This week also encloses the 34th anniversary of our actual, legal wedding.  We plan to celebrate a day late, and do maybe a dinner out, and view Hero Number 6.

The view from the bedroom window is eerie.  I can see right across the road, and the neighbor’s picket fence.  When I was out this morning, I checked on the downed cedar tree.  It broke off right ground level, and fell across a corner of the Cat Garden, nudging the stake bearing the cat weathervane out of its way, by a couple inches.

In celebration of It Having Snowed , the cats are doing. . .cat things.  Photographic evidence below:

Mozart waiting patiently for elevensies
Mozart waiting patiently for elevensies

 

Scrabble taking the opportunity of Steve's absence to season his chair.  Note cat whisker.
Scrabble taking the opportunity of Steve’s absence to season his chair. Note cat whisker.
Trooper doing his imitation of an unmade bed...in the unmade bed.
Trooper doing his imitation of an unmade bed…in the unmade bed.
Princess Jasmine Sprite waiting, patiently, for SOMEone to make the string work.
Princess Jasmine Sprite waiting, patiently, for SOMEone to make the string work.

* * *

Progress on Alliance of Equals
15,661 out of 100,000 OR 15.66% complete

“Val Con is yos’Phelium and a  scout.  He’s obliged to find the — former homeworld tiresome.”

**Data extract**
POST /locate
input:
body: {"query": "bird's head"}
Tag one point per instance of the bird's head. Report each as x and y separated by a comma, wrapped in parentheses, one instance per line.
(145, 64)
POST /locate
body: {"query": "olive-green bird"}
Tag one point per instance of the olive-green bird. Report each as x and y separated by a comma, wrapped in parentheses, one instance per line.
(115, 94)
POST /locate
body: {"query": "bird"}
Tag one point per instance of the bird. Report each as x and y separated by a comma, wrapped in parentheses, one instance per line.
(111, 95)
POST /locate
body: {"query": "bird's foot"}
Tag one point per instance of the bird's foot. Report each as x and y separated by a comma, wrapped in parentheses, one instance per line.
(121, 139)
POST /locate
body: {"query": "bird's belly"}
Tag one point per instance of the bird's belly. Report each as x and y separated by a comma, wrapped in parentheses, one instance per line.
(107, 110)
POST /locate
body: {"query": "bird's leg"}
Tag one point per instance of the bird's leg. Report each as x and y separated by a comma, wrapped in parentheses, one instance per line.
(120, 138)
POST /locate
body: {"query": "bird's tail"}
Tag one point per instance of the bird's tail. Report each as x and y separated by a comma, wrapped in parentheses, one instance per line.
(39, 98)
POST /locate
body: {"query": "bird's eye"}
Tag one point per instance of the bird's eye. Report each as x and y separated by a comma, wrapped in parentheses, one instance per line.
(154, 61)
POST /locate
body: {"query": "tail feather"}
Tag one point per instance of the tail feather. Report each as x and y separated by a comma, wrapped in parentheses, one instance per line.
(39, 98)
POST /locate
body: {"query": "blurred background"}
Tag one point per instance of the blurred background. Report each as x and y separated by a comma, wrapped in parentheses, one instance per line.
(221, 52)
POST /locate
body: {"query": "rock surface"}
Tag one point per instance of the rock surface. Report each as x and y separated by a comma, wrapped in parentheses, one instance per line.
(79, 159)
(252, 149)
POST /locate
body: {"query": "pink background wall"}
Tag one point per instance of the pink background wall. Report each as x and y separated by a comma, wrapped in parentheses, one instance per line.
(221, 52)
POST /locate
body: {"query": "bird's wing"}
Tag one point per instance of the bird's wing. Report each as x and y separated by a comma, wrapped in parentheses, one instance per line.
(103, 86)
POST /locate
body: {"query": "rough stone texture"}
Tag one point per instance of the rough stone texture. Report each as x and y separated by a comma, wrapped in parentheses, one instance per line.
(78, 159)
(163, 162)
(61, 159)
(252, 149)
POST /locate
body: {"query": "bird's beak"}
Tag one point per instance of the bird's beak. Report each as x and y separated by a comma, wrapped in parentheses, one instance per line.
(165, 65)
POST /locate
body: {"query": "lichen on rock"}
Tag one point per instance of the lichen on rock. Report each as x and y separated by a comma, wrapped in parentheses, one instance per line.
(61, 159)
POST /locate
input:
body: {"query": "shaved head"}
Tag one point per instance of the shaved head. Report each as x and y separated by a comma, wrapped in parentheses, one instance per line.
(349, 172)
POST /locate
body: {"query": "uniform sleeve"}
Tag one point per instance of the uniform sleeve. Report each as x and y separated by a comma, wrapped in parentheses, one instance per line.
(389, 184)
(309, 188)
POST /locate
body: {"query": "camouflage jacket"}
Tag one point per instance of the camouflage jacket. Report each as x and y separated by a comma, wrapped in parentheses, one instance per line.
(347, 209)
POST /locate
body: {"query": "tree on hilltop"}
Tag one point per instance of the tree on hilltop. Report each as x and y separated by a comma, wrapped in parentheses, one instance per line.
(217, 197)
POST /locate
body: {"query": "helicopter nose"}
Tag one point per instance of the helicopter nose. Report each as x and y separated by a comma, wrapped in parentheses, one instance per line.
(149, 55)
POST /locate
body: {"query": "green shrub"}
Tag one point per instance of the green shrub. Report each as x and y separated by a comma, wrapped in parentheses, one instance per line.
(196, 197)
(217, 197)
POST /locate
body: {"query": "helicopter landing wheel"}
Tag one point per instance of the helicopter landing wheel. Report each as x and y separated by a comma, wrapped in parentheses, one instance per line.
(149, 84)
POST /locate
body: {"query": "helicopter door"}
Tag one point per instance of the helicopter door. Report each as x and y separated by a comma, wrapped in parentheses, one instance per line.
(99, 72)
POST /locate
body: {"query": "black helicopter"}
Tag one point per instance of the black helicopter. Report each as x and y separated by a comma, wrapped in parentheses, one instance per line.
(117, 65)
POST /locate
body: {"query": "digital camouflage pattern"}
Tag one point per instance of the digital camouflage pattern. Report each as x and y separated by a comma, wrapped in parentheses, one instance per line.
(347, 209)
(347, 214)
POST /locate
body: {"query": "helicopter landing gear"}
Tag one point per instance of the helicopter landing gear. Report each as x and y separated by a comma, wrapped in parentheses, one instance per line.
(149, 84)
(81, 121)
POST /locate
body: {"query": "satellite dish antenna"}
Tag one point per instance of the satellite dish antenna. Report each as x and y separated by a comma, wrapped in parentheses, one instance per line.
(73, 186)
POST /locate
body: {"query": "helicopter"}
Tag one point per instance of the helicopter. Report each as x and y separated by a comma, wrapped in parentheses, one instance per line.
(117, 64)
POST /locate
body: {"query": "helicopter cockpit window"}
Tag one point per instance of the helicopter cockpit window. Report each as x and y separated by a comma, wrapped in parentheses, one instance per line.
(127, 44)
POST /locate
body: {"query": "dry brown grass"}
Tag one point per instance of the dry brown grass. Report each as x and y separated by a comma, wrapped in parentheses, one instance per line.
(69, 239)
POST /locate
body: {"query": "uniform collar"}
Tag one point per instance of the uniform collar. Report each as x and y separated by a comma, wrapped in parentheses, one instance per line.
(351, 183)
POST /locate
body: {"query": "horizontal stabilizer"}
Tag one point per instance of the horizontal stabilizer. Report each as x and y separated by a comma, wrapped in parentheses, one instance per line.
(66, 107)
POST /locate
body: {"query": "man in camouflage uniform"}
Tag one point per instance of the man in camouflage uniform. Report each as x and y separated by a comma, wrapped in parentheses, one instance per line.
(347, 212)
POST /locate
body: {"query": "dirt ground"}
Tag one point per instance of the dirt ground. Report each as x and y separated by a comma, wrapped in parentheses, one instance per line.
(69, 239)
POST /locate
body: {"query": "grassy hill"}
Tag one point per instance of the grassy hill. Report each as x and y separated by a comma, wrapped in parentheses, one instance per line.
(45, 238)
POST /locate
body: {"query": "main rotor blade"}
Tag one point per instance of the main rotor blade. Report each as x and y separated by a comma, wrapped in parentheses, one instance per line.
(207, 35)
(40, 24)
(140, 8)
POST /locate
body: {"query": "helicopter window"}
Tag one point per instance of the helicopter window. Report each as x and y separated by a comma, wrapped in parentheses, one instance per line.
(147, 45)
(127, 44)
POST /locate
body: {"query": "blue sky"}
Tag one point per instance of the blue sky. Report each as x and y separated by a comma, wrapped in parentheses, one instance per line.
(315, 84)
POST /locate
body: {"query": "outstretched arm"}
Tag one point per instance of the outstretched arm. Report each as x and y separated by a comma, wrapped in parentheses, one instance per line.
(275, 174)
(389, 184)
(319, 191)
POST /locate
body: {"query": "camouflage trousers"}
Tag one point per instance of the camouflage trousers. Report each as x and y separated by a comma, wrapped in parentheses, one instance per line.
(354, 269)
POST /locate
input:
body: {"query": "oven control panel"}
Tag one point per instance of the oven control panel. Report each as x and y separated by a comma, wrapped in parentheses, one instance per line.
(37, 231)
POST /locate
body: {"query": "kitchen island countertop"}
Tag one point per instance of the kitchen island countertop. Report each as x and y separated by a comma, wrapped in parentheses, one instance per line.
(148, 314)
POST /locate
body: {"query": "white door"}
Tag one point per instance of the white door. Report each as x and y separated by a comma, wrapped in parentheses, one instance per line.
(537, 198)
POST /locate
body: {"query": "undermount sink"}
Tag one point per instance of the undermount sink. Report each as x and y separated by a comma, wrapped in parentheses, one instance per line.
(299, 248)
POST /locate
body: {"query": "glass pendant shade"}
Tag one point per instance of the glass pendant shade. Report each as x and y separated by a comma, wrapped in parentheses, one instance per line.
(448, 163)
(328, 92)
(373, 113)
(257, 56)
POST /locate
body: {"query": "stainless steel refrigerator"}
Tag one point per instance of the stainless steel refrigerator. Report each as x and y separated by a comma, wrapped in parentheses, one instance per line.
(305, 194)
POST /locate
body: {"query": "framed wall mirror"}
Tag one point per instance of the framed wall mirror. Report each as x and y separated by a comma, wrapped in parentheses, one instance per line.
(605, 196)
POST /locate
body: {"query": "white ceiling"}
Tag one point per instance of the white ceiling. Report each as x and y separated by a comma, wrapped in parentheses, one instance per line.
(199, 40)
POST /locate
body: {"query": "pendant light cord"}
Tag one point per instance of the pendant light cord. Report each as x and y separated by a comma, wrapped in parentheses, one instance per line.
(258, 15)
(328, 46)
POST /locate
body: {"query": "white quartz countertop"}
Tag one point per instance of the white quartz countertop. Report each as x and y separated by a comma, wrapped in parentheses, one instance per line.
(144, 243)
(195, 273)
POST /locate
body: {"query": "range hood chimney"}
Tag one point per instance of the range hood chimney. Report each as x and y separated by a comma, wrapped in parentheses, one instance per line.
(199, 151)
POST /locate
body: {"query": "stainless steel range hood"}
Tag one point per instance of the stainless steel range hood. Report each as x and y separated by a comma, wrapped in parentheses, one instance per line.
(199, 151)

**Parts of the exercise**
a) Condense the paragraph in the post that begins "The view from the bedroom window is eerie" into two sentences, keeping its main facts.
b) Reproduce the post word for word, from "Scrabble taking the opportunity of Steve's" up to and including "chair. Note cat whisker.".
The entries aren't needed for this work.

**Exercise results**
a) The view from the bedroom window is eerie, reaching right across the road to the neighbor's picket fence. A cedar tree checked that morning had broken off at ground level and fallen across a corner of the Cat Garden, nudging the cat weathervane's stake a couple of inches aside.

b)
Scrabble taking the opportunity of Steve's absence to season his chair.  Note cat whisker.
Scrabble taking the opportunity of Steve’s absence to season his chair. Note cat whisker.